[START Data to use]

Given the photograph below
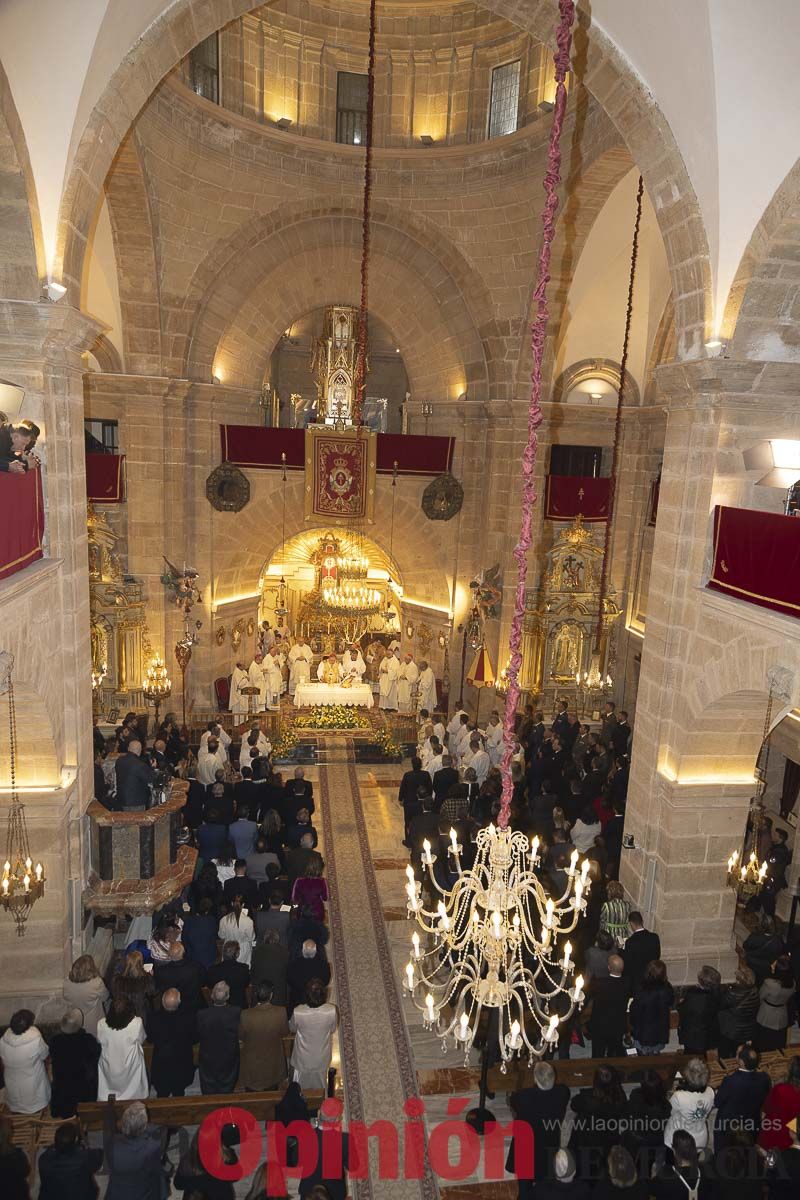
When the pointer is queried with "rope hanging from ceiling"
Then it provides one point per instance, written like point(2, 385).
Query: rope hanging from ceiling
point(618, 424)
point(361, 348)
point(537, 334)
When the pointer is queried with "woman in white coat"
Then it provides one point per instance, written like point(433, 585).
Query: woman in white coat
point(23, 1051)
point(121, 1071)
point(238, 927)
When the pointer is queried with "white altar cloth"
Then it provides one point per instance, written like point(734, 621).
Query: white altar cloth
point(358, 696)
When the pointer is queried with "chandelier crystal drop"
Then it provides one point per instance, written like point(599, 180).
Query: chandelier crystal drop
point(495, 940)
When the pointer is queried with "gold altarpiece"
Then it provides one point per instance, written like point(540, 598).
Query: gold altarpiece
point(560, 623)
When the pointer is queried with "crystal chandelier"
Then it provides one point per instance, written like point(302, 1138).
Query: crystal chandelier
point(495, 942)
point(22, 882)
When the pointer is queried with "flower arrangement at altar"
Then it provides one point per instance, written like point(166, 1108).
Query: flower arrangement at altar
point(330, 717)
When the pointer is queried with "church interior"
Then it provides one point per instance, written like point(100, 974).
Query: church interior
point(405, 394)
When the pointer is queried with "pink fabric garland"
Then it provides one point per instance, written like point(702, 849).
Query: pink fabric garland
point(537, 334)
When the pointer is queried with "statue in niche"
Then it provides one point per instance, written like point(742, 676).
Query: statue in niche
point(567, 646)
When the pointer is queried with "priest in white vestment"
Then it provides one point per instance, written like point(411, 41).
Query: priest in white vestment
point(257, 676)
point(494, 747)
point(353, 663)
point(300, 657)
point(407, 679)
point(427, 688)
point(329, 671)
point(388, 676)
point(274, 679)
point(239, 679)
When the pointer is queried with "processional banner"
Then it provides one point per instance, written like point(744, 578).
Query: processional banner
point(340, 473)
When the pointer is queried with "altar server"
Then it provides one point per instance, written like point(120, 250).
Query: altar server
point(274, 679)
point(494, 739)
point(407, 678)
point(353, 663)
point(239, 678)
point(329, 671)
point(300, 657)
point(388, 676)
point(427, 688)
point(257, 676)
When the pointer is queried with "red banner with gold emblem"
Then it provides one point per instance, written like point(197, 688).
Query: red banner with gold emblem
point(340, 474)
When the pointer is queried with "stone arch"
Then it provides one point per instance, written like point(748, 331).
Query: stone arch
point(22, 252)
point(134, 249)
point(599, 65)
point(458, 304)
point(762, 317)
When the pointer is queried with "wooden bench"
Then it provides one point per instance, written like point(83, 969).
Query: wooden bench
point(581, 1072)
point(192, 1110)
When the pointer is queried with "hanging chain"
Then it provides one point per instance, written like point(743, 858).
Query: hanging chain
point(618, 420)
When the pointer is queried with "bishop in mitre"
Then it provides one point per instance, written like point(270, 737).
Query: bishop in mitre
point(407, 678)
point(239, 679)
point(427, 689)
point(274, 679)
point(329, 671)
point(300, 657)
point(353, 664)
point(388, 673)
point(257, 676)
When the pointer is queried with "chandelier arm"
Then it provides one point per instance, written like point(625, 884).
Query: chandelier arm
point(537, 335)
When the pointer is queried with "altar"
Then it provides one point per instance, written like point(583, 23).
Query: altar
point(359, 695)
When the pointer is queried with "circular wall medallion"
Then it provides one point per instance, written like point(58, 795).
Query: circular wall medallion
point(443, 498)
point(227, 489)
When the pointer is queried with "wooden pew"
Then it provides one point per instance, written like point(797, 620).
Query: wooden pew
point(192, 1110)
point(581, 1072)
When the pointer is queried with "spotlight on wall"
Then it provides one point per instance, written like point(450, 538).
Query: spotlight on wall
point(53, 292)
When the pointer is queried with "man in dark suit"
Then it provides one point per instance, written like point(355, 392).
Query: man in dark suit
point(218, 1037)
point(542, 1108)
point(740, 1097)
point(299, 857)
point(608, 1018)
point(180, 975)
point(133, 779)
point(642, 947)
point(411, 781)
point(241, 886)
point(172, 1030)
point(233, 973)
point(443, 780)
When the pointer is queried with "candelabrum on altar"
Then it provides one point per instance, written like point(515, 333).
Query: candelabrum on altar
point(493, 941)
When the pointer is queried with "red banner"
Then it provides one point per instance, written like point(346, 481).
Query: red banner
point(340, 474)
point(256, 445)
point(757, 558)
point(570, 496)
point(106, 478)
point(23, 521)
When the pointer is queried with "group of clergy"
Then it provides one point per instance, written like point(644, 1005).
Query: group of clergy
point(403, 685)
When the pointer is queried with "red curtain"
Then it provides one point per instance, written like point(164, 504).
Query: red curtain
point(106, 478)
point(254, 445)
point(757, 558)
point(570, 496)
point(23, 521)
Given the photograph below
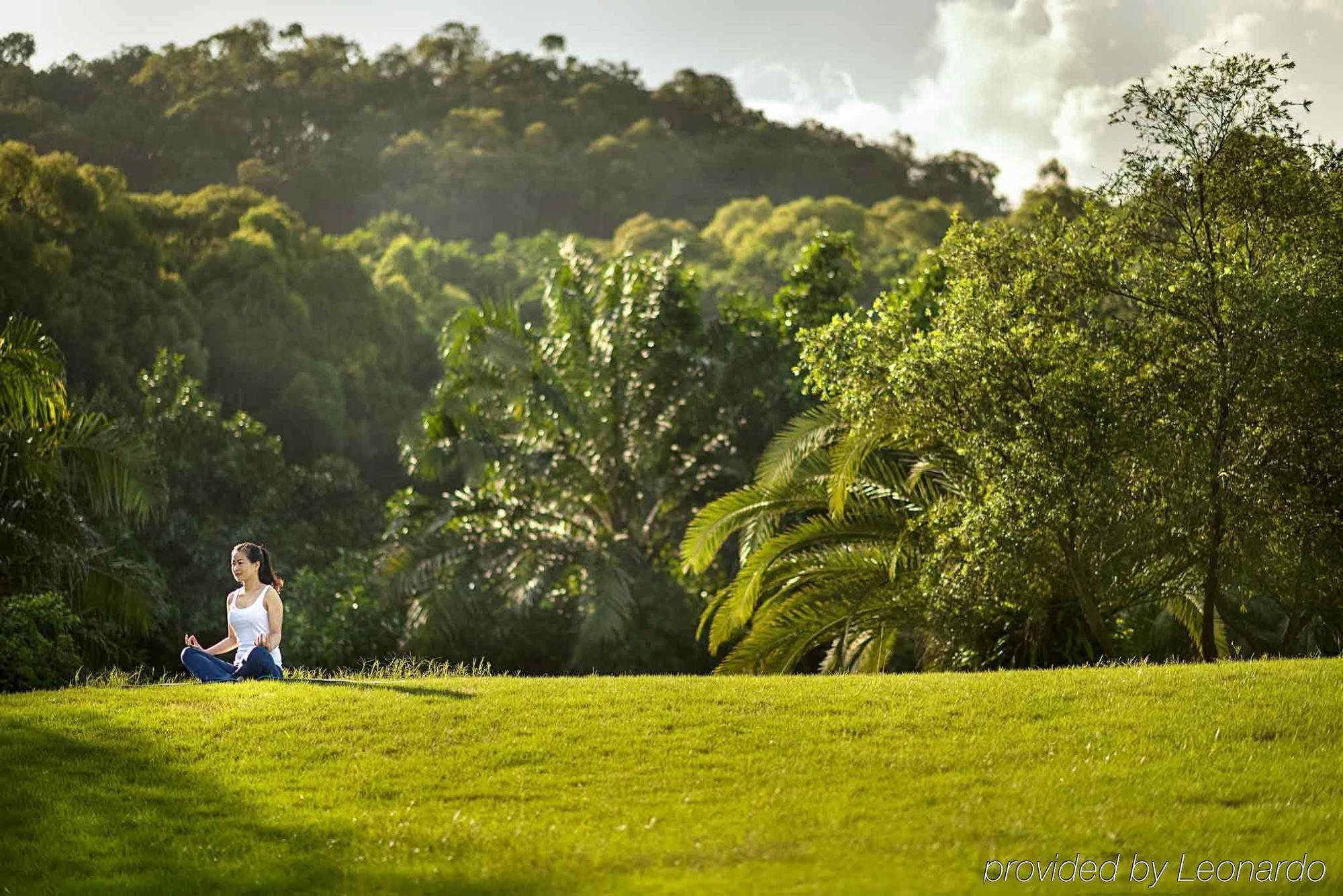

[END Data to use]

Task directions:
Copy out every line of the listing above verbatim, from start to end, but omit the pictures.

Answer below:
Given the photograph below
When the pointer is queried with "rope hanging from ceiling"
Then it provides one point per instance, written like point(2, 385).
Query: rope hanging from ceiling
point(618, 424)
point(361, 348)
point(537, 334)
When the pointer is queried with "woman in white coat"
Then it provides one point per instance, written like point(433, 585).
Query: woman in white coat
point(23, 1051)
point(121, 1071)
point(238, 927)
When the pointer is queried with "white altar cloth"
Then it provides one point per instance, written like point(734, 621).
Query: white altar cloth
point(358, 696)
When the pointer is queried with "chandelier crystal drop"
Then it provides one point per instance, written like point(599, 180).
Query: chandelier crystal drop
point(495, 940)
When the pointer is queried with "gold altarpiece"
Then it provides one point per instance, written like point(540, 598).
Query: gold altarpiece
point(560, 623)
When the pointer is queried with "crystal chandelier"
Then it provides one point per instance, written like point(302, 1138).
Query: crystal chandelier
point(495, 942)
point(22, 882)
When the pointer is queried with "flower arrangement at altar"
Then it provides one point per instance, written like point(166, 1108).
Query: flower arrangement at altar
point(330, 717)
When the pointer is queried with "church interior"
Then it provides one point per instance, written like point(100, 974).
Query: church interior
point(405, 394)
When the pointer is queried with "pink fabric garland"
Then it provides one point per instance, written like point(702, 849).
Query: pink fabric garland
point(537, 334)
When the pointer is queried with "statue in niche"
Then it provides one point per instance, written like point(742, 676).
Query: statue in niche
point(567, 646)
When the pointer is queried with "priest in white vestment"
Then it provides one point per instance, written like point(411, 41).
Query: priest in white vestment
point(257, 676)
point(494, 747)
point(353, 663)
point(300, 657)
point(407, 679)
point(427, 688)
point(329, 671)
point(388, 676)
point(274, 679)
point(239, 679)
When the pointer is queried with "processional banner"
Then it provides one point per instance, written like point(744, 578).
Query: processional banner
point(340, 473)
When the pointer is queried with "altar server"
Then it provides one point per instance, written like point(120, 250).
Query: altar server
point(274, 679)
point(494, 739)
point(407, 678)
point(353, 663)
point(239, 678)
point(329, 671)
point(300, 657)
point(388, 676)
point(427, 688)
point(257, 676)
When the pointer is queried with "red banner with gold emblem"
Then it provides one point per instance, written like point(197, 688).
Query: red banner with gold emblem
point(340, 474)
When the pointer is queried with "stone arch"
Then it provides one point per instance, written like point(748, 331).
Query: stone arch
point(22, 252)
point(134, 249)
point(599, 65)
point(458, 304)
point(762, 317)
When the pointer is queried with "wooden bench"
Then it provides one point per instance, written like point(83, 969).
Query: wooden bench
point(581, 1072)
point(192, 1110)
When the pointer is queried with "hanging chain"
Then it provides one point per instance, written like point(743, 858).
Query: hanging chain
point(618, 420)
When the pointer is queried with "bishop in mitre"
Then it provides one point per instance, written like point(270, 737).
Query: bishop in mitre
point(407, 678)
point(239, 679)
point(427, 689)
point(274, 679)
point(329, 671)
point(300, 657)
point(353, 664)
point(388, 673)
point(257, 676)
When the pointer is queried with "chandelier arm"
Then it provides one point per instance, written like point(625, 884).
Query: chandelier arm
point(537, 335)
When the pointer is queried with "altar"
Then it provides one point per instance, written like point(583, 23).
Query: altar
point(359, 695)
When the pointer is queried with "circular wall medallion"
Then it provides one point per instance, written like point(58, 795).
Query: circular wall medallion
point(443, 498)
point(227, 489)
When the pointer is queried with "wooden pew"
Then it provides one point per instance, written like point(797, 620).
Query: wooden pew
point(192, 1110)
point(581, 1072)
When the pointer is queried with "spotlight on wall"
Then it provides one point per instance, written like point(450, 538).
Query: spotlight on wall
point(53, 292)
When the pointer is queried with "man in dark suit"
Then it provides one point per instance, written like point(355, 392).
Query: man in dark suit
point(218, 1037)
point(542, 1108)
point(740, 1097)
point(299, 857)
point(608, 1018)
point(180, 975)
point(133, 779)
point(642, 947)
point(411, 781)
point(241, 886)
point(172, 1030)
point(233, 973)
point(443, 780)
When the pointer is queried with "candelabrum on altar"
Then it provides one point per instance, written like point(515, 333).
Query: candelabrum on altar
point(493, 941)
When the pointer is queried with "red banner"
Then it provides one point per instance, written like point(346, 481).
Query: red banner
point(340, 474)
point(256, 445)
point(757, 558)
point(570, 496)
point(106, 478)
point(23, 521)
When the pointer is queried with "group of clergy"
Then it provides one point per instance, written like point(644, 1005).
Query: group of clergy
point(403, 685)
When the pointer is queried with "red curtain"
Then it provides one point per instance, written like point(164, 504).
Query: red curtain
point(106, 478)
point(254, 445)
point(757, 558)
point(570, 496)
point(23, 521)
Given the photograph below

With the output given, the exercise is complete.